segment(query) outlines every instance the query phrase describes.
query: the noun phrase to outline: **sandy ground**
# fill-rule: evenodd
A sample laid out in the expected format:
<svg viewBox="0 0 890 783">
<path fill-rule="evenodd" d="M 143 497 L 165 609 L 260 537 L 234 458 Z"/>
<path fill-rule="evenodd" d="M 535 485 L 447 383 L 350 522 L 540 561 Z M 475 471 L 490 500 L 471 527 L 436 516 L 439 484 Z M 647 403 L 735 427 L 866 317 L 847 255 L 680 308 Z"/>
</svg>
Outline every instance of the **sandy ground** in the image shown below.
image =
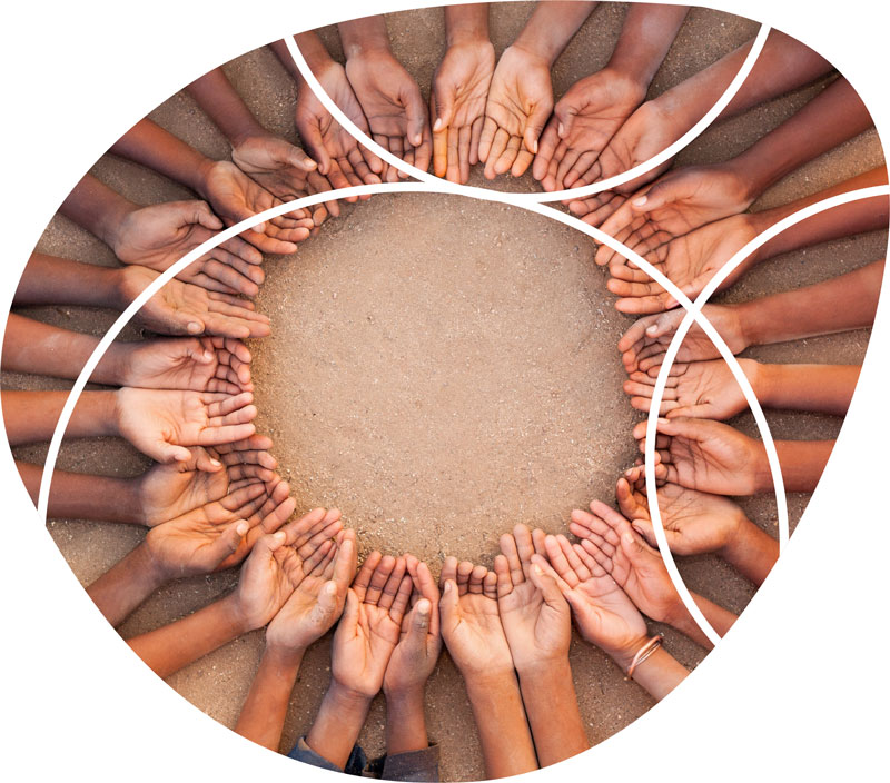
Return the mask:
<svg viewBox="0 0 890 783">
<path fill-rule="evenodd" d="M 532 3 L 494 4 L 492 37 L 503 50 Z M 553 75 L 556 96 L 602 67 L 623 18 L 623 3 L 603 3 L 582 28 Z M 396 56 L 426 93 L 443 52 L 441 9 L 388 18 Z M 657 95 L 732 50 L 755 31 L 744 19 L 694 9 L 652 86 Z M 284 32 L 284 31 L 283 31 Z M 336 57 L 333 29 L 323 31 Z M 257 117 L 294 137 L 294 87 L 268 50 L 228 63 L 227 72 Z M 800 90 L 709 130 L 685 150 L 683 163 L 729 158 L 789 117 L 818 92 Z M 185 95 L 151 115 L 205 153 L 228 146 Z M 110 141 L 110 140 L 109 140 Z M 882 161 L 874 132 L 843 145 L 768 191 L 755 209 L 783 204 L 868 170 Z M 141 204 L 189 198 L 154 172 L 106 157 L 93 172 Z M 474 172 L 473 184 L 484 185 Z M 497 187 L 536 189 L 528 178 Z M 807 285 L 881 258 L 887 238 L 874 232 L 790 254 L 755 269 L 719 297 L 736 301 Z M 110 250 L 65 218 L 53 218 L 38 248 L 81 261 L 113 265 Z M 631 318 L 617 314 L 605 272 L 591 262 L 591 241 L 573 229 L 516 208 L 433 195 L 377 196 L 346 206 L 295 257 L 270 259 L 258 307 L 274 335 L 254 345 L 259 428 L 276 440 L 281 470 L 298 507 L 337 505 L 359 533 L 363 551 L 409 549 L 434 563 L 446 554 L 491 564 L 497 535 L 516 522 L 563 529 L 567 512 L 593 497 L 611 499 L 620 468 L 635 446 L 639 414 L 622 390 L 615 350 Z M 101 334 L 113 314 L 90 308 L 32 308 L 59 326 Z M 140 335 L 132 327 L 125 338 Z M 759 348 L 768 361 L 858 363 L 868 331 Z M 66 388 L 44 378 L 6 374 L 6 388 Z M 772 412 L 774 437 L 834 437 L 841 420 Z M 755 434 L 753 418 L 732 422 Z M 17 448 L 40 462 L 44 447 Z M 116 439 L 67 442 L 59 466 L 137 475 L 147 460 Z M 809 499 L 789 497 L 792 524 Z M 745 498 L 743 507 L 775 534 L 775 504 Z M 132 548 L 137 527 L 53 521 L 50 534 L 82 584 Z M 437 568 L 437 563 L 435 563 Z M 713 557 L 685 558 L 691 588 L 741 611 L 752 586 Z M 187 579 L 154 595 L 121 627 L 125 637 L 170 622 L 225 592 L 236 573 Z M 696 645 L 665 630 L 668 648 L 694 666 Z M 249 634 L 169 678 L 198 708 L 234 725 L 261 652 Z M 765 654 L 765 653 L 764 653 Z M 327 687 L 328 640 L 306 656 L 285 727 L 283 747 L 305 732 Z M 593 743 L 652 706 L 634 683 L 597 650 L 575 638 L 572 666 Z M 443 774 L 483 774 L 463 684 L 447 655 L 427 691 L 431 737 L 441 743 Z M 383 750 L 385 710 L 377 700 L 360 742 Z"/>
</svg>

________________________________________

The task
Copy everything from the start of the material down to the line containing "143 497 L 165", swapping "sandy ground" for "gravel path" and changing nothing else.

The answer
segment(query) outlines every instance the query phrase describes.
query: the noun phrase to outline: **gravel path**
# fill-rule: evenodd
A sample laid out in the expected format:
<svg viewBox="0 0 890 783">
<path fill-rule="evenodd" d="M 143 497 L 165 609 L 260 537 L 234 458 Z"/>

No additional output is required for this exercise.